Problem statement | Return each line of the data below verbatim; pictures are to be left out.

--------------------------------------------------

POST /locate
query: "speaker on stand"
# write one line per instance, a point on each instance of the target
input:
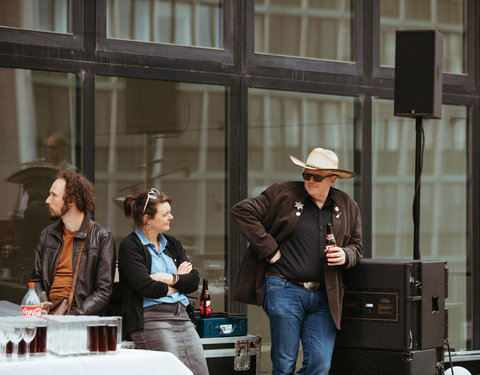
(394, 317)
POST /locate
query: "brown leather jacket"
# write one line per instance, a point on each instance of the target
(97, 264)
(268, 219)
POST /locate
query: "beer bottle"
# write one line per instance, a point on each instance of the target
(205, 308)
(330, 241)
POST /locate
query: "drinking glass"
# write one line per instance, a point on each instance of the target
(3, 340)
(16, 336)
(29, 331)
(44, 298)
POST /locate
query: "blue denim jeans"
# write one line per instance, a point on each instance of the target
(298, 314)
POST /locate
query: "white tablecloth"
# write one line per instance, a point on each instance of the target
(125, 362)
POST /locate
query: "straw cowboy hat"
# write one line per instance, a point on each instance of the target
(323, 160)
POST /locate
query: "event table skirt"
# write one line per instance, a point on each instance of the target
(124, 362)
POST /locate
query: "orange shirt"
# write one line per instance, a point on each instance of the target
(62, 282)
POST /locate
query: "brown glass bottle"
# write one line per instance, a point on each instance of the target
(330, 241)
(205, 308)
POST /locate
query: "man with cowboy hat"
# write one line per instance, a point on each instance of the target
(288, 270)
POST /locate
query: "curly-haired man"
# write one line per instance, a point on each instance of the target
(71, 200)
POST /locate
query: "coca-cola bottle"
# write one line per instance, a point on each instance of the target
(205, 308)
(31, 303)
(330, 241)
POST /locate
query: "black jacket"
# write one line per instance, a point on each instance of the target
(268, 219)
(97, 264)
(134, 264)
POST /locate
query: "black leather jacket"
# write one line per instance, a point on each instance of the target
(97, 265)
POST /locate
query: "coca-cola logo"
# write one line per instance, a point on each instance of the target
(31, 311)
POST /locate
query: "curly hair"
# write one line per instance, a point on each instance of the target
(78, 189)
(134, 206)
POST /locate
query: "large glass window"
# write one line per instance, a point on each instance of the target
(171, 136)
(42, 15)
(39, 137)
(443, 199)
(197, 23)
(284, 123)
(446, 16)
(319, 29)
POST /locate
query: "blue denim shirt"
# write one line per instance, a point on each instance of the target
(161, 262)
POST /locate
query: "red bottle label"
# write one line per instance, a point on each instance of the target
(205, 308)
(32, 311)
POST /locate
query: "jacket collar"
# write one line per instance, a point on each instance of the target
(57, 228)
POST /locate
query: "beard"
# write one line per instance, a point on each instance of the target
(63, 211)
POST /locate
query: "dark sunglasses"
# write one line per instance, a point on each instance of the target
(316, 177)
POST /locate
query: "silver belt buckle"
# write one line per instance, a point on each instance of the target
(311, 285)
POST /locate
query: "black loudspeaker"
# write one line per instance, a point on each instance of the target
(381, 362)
(418, 73)
(156, 107)
(396, 305)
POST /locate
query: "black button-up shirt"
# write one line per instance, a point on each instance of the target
(303, 255)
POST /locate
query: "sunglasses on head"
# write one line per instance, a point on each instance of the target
(316, 177)
(153, 194)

--------------------------------------------------

Response to this task |
POST /locate
query: "speaker on stand"
# write one line per instance, a point on each instance of the target
input:
(394, 317)
POST /locate
query: "brown leather jacket"
# write one line per instance, a point on each instance of the target
(97, 264)
(268, 219)
POST /locate
query: "beer bottle"
# write one line per instance, a point on each instance of the target
(205, 308)
(330, 241)
POST /locate
query: "drinking glass"
# write one line per instance, a point on each instance of the target
(3, 340)
(16, 336)
(29, 331)
(44, 298)
POST /locate
query: "blue denim jeans"
# write one line per instance, a point on each instance of the target
(298, 314)
POST /locate
query: "white tablecloth"
# write one line per instance, a point on each instance of the target
(125, 362)
POST /locate
query: "straw cowboy hat"
# write one line per instance, a point on each instance of the target
(323, 160)
POST /locate
query: "event table skirt"
# write one line per instance, a point on each instance of the target
(124, 362)
POST /locate
query: "orange shirt"
# write one line per instance, a point on each instance of the target
(62, 282)
POST /locate
query: "brown glass bottle"
# write one line per instance, a point on each instance of the target
(330, 241)
(205, 308)
POST /locate
query: "man with cowboy hat"
# write one line per instance, a point on each instance of the target
(288, 270)
POST /locate
query: "curly-haired man"
# write one line per instance, a point on each instance of the target
(71, 200)
POST /locate
query: "coca-cola bottle"
# write one line per instance, a point on each instance of the target
(205, 308)
(31, 303)
(330, 241)
POST /locate
query: "black jacket"
# write one line per instance, a point on each instance of the target
(268, 219)
(97, 264)
(134, 264)
POST /locate
query: "black leather jacket"
# write one line per instance, a point on each instance of the target
(97, 265)
POST /locate
query: "coca-cola logo"
# write one line per instance, a point on each instance of the target
(31, 311)
POST /locate
query: "curly hair"
# write one line per instance, a point on each instance of the target
(78, 189)
(134, 206)
POST /locate
query: "large glass window"
# write one line per instance, a point on each instance of the target
(171, 136)
(42, 15)
(39, 137)
(443, 199)
(197, 23)
(284, 123)
(446, 16)
(319, 29)
POST /locate
query: "blue denim shirt"
# write one line per instance, a point on each instance of the target
(161, 262)
POST /locate
query: "red bottle label"
# write one line per instance, a point on each instance of the target
(205, 308)
(32, 311)
POST /locate
query: "jacket collar"
# write one line per instance, a point on each instance of the target
(57, 228)
POST /locate
query: "beard"
# write one line per instance, a point on each instance of the target
(63, 211)
POST /locate
query: "dark sunglasses"
# write one line per instance, a point on each instance of the target
(316, 177)
POST /locate
query: "silver belt buckle"
# write one line per instance, a point on each instance of the target
(311, 285)
POST /locate
query: "black loudspeaker"
# write one line per instance, a point on each instance of the target
(381, 362)
(418, 73)
(156, 107)
(396, 305)
POST /locate
query: "black button-up shirt"
# write one line per instance, a point on each instance of the target
(303, 255)
POST /locate
query: "sunglasses on head"
# write one line per instance, a point on each instance of the target
(316, 177)
(153, 194)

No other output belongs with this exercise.